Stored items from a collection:
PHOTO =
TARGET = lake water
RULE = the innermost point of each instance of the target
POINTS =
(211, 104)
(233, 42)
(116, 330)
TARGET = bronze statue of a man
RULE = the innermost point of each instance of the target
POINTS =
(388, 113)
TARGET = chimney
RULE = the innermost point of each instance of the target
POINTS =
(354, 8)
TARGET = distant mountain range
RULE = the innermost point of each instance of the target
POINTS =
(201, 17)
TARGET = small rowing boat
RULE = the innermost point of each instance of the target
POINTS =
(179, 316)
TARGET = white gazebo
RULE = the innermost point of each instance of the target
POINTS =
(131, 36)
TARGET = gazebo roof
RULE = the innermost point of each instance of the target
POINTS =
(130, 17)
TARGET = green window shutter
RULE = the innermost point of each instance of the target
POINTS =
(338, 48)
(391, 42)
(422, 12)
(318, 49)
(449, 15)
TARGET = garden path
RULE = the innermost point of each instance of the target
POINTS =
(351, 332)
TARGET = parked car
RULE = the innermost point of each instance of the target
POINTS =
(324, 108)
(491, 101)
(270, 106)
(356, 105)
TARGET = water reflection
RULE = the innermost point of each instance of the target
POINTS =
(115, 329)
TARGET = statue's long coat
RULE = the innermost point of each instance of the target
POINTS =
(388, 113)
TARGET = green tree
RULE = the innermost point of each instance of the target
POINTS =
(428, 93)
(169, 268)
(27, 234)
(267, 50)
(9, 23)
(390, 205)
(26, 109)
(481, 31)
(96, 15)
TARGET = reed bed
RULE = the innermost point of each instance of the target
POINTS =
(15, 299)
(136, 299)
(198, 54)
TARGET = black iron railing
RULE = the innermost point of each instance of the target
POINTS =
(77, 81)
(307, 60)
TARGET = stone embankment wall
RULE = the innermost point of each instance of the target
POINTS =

== Exercise brief ==
Print, from the entries above, the line with "TARGET = lake water", the line with "TARGET = green window shutter" and all lines between them, exactly and with nothing else.

== Answer box ==
TARGET = lake water
RULE = the innermost point of each instance of the target
POINTS =
(211, 104)
(233, 42)
(116, 330)
TARGET = bronze statue of a man
RULE = the innermost point of each instance of the target
POINTS =
(388, 113)
TARGET = chimney
RULE = the innermost point of each instance of the target
POINTS =
(354, 8)
TARGET = distant mountain range
RULE = the innermost point of each instance of the target
POINTS =
(201, 17)
TARGET = small rowing boat
RULE = the innermost point of each instance of the target
POINTS =
(179, 316)
TARGET = white gazebo
RULE = the innermost point of each instance of the target
POINTS =
(131, 36)
TARGET = gazebo roof
RULE = the innermost point of each instance of the target
POINTS =
(130, 17)
TARGET = green window shutter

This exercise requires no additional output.